=== THE EXERCISE ===
Pull out every line of the data below that contains the string "side", treating case as significant.

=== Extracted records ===
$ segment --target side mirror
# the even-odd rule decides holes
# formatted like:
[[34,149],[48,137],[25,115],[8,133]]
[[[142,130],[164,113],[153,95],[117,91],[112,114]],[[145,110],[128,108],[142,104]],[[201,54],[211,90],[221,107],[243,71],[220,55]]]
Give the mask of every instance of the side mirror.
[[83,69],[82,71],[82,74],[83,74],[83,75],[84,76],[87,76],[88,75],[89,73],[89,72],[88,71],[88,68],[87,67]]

=== FULL RESPONSE ===
$ segment --target side mirror
Give the mask of every instance of the side mirror.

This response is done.